* **DIRECTIONS FOR THIS TASK**:
Retype each of the entries below word for word, leaving out the pictures.

>> START EXERCISE MATERIAL

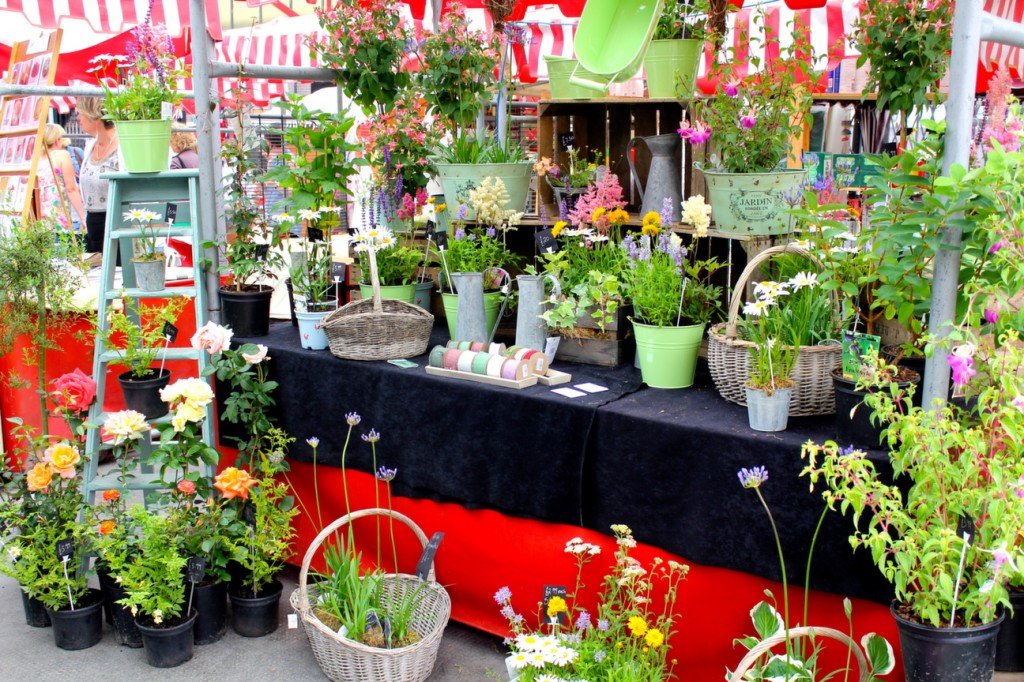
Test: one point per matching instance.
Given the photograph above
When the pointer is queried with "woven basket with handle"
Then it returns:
(344, 659)
(728, 355)
(375, 329)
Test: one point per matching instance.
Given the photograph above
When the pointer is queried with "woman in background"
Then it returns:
(100, 157)
(185, 151)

>> END EXERCISE MATERIAL

* **RESPONSE**:
Test: one point per matching instance.
Given the photograph above
When the pointer is queried with "woven basket with handle"
Then it returns:
(344, 659)
(728, 355)
(375, 329)
Test: one point per matching instance.
Given the photograph above
When the pointer is queried with "woman in background"
Then it returns:
(100, 157)
(185, 151)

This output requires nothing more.